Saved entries
※

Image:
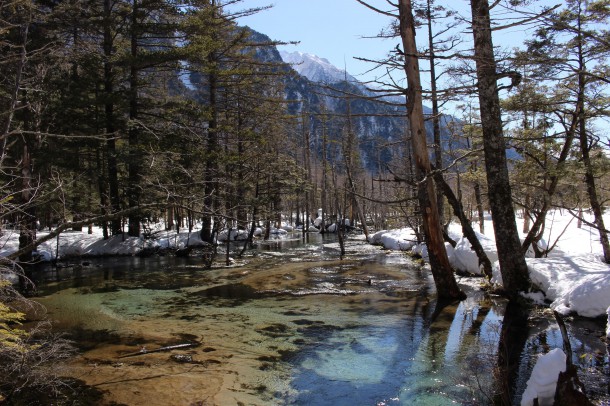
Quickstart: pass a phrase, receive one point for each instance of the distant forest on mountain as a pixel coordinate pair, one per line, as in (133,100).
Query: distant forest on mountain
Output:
(124,113)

※

- [Your goal]: Here the job is to print all the data exactly, skipping any image.

- [Solution for this problem]:
Image:
Quickstart: pass a phrase, receive one point for each instance of the distant forest on mountain as a pixel coordinate pair, one per line, as in (133,100).
Query: distant forest on mountain
Output:
(124,113)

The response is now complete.